Task details
Find every line in the rows that contains the string "ymax", matching case exactly, and copy each of those lines.

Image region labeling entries
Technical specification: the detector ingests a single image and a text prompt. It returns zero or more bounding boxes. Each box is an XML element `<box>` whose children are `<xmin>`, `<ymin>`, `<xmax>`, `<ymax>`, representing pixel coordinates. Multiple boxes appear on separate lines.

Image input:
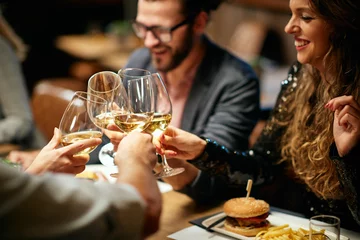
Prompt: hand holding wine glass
<box><xmin>112</xmin><ymin>68</ymin><xmax>154</xmax><ymax>133</ymax></box>
<box><xmin>23</xmin><ymin>128</ymin><xmax>101</xmax><ymax>174</ymax></box>
<box><xmin>146</xmin><ymin>73</ymin><xmax>185</xmax><ymax>178</ymax></box>
<box><xmin>59</xmin><ymin>91</ymin><xmax>108</xmax><ymax>154</ymax></box>
<box><xmin>87</xmin><ymin>71</ymin><xmax>126</xmax><ymax>167</ymax></box>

Exercise output
Technical specification: the detector ingests a single image and a text prompt. It returns zero or more bounding boxes. Each box is an XML element `<box>` whose children are `<xmin>`, `<ymin>`, `<xmax>`, `<ymax>`, representing pixel coordinates. Multiple boxes appear on separate lines.
<box><xmin>112</xmin><ymin>68</ymin><xmax>154</xmax><ymax>133</ymax></box>
<box><xmin>23</xmin><ymin>128</ymin><xmax>101</xmax><ymax>174</ymax></box>
<box><xmin>146</xmin><ymin>73</ymin><xmax>185</xmax><ymax>178</ymax></box>
<box><xmin>59</xmin><ymin>91</ymin><xmax>108</xmax><ymax>154</ymax></box>
<box><xmin>87</xmin><ymin>71</ymin><xmax>126</xmax><ymax>167</ymax></box>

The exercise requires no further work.